DESCRIPTION OF THE TASK: Reproduce every line from the one containing "# Locate the dense" through the end of the data, both included. Lower each bounding-box coordinate by 20 and leave all other text unchanged.

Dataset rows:
>>>

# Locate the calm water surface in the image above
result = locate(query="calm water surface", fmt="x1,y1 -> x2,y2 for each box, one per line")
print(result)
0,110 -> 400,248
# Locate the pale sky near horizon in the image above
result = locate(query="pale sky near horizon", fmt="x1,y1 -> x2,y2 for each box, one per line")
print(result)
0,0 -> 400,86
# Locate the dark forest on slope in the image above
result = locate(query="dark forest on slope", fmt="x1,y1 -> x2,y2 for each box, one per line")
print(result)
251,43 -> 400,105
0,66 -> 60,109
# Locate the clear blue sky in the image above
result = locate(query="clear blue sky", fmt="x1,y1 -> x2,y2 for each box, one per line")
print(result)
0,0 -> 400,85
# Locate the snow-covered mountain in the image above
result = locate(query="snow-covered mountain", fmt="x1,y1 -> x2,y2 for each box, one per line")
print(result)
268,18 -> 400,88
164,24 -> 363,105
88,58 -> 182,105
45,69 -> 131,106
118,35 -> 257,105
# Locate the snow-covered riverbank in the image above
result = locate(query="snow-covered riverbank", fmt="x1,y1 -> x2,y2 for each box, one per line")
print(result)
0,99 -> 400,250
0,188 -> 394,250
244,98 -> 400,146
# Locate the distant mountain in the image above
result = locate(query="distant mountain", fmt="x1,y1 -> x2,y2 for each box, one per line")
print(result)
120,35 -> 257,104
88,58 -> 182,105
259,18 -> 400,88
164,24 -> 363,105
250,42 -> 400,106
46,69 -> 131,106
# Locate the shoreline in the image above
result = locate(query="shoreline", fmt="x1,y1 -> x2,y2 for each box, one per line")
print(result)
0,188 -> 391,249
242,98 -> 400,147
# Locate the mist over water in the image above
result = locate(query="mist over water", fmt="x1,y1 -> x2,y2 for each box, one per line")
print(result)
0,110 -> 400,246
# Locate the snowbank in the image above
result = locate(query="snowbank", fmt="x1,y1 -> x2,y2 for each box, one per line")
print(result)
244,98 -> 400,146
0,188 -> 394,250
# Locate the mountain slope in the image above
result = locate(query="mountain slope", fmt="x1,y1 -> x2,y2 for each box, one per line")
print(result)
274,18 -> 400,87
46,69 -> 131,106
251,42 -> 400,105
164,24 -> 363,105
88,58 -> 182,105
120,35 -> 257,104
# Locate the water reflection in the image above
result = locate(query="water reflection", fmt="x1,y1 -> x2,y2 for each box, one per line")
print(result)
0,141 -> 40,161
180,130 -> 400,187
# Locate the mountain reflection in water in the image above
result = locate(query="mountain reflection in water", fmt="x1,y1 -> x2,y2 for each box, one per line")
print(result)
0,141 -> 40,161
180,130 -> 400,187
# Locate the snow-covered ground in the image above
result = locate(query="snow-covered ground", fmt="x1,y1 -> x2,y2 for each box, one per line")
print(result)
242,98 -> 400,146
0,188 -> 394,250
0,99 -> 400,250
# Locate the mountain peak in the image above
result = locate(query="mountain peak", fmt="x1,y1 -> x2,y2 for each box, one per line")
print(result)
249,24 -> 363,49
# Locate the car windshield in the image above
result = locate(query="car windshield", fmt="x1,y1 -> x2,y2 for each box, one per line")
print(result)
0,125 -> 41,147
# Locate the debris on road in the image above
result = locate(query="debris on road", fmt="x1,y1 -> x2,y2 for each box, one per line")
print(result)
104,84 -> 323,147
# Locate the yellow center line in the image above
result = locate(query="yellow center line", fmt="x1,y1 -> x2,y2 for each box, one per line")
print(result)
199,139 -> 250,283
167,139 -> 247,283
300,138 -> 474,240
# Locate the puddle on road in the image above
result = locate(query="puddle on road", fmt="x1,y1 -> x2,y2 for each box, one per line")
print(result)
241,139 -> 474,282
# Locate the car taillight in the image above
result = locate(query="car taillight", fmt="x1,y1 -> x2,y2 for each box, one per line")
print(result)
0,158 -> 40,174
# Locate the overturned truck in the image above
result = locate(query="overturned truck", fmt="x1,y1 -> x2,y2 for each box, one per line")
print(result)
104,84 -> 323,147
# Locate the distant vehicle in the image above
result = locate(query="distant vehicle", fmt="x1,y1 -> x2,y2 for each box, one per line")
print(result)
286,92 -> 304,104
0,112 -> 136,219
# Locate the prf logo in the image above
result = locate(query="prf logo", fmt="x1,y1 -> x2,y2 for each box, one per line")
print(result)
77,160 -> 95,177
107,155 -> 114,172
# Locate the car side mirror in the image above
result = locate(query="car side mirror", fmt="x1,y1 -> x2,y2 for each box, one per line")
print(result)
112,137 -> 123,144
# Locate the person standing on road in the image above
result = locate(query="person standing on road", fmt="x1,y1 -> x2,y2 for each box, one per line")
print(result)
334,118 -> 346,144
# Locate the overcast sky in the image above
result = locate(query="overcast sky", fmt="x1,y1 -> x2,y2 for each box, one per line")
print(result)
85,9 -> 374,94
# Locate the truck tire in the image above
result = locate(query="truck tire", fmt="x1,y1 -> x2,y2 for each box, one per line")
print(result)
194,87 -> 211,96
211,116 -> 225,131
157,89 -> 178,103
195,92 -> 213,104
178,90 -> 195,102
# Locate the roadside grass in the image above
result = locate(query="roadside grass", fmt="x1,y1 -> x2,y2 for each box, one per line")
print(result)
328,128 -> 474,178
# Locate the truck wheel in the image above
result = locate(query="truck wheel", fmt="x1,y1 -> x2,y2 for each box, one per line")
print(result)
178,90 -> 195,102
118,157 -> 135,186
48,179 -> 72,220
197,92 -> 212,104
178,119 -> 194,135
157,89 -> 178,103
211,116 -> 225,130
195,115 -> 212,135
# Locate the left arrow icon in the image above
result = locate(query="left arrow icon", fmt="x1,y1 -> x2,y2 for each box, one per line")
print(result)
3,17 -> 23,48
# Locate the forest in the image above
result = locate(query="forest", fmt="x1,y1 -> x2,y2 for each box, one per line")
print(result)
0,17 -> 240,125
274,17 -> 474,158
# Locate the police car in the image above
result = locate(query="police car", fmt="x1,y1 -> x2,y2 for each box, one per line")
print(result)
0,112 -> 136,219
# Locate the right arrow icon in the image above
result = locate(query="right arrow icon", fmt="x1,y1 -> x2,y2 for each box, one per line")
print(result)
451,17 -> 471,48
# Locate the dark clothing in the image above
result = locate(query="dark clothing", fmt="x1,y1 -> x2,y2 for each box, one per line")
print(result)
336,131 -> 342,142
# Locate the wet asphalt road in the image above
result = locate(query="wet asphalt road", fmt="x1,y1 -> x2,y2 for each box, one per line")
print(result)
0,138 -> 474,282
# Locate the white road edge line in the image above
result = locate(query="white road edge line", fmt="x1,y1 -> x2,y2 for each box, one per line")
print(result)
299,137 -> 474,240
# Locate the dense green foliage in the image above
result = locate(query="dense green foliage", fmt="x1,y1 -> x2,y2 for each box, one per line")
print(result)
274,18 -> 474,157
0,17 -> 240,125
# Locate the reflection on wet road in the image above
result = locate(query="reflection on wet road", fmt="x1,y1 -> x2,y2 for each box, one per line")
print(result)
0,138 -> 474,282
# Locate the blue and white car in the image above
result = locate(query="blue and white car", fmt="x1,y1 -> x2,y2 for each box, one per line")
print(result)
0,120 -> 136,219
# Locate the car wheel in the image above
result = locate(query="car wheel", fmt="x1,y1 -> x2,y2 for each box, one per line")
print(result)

<<<

THE SOLUTION:
# Locate the dense green foliage in the image above
result = locate(query="dense green foliage", fmt="x1,y1 -> x2,y2 for each box, one per line")
print(result)
254,-2 -> 454,137
-20,-3 -> 220,105
# Locate the reflection on wet road in the image above
result = locate(query="reflection on wet road", fmt="x1,y1 -> x2,y2 for each box, one per line")
print(result)
-20,118 -> 454,262
# Locate the blue and white car in the image above
result = locate(query="blue and white car", fmt="x1,y1 -> x2,y2 for each box, one per line")
print(result)
-20,100 -> 116,199
# Locate the car wheel in the image above
result = locate(query="car wheel", fmt="x1,y1 -> x2,y2 for each box, one per line")
print(result)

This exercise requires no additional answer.